#### [WHAT TO WORK ON]
Edit the items below by replacing "dot" with "marker" and give their lines again with nothing else changed. Leave the pictures out of your answer.

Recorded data

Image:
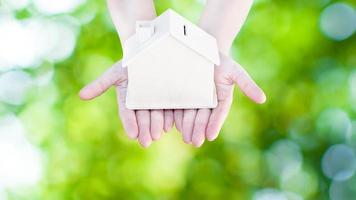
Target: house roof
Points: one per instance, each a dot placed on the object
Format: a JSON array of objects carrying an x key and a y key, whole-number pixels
[{"x": 170, "y": 24}]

#### [WRITTEN REPLY]
Image:
Target: house roof
Points: one per instance, each a marker placed on the object
Format: a JSON array of objects carrying an x key and a y key, whole-number pixels
[{"x": 170, "y": 24}]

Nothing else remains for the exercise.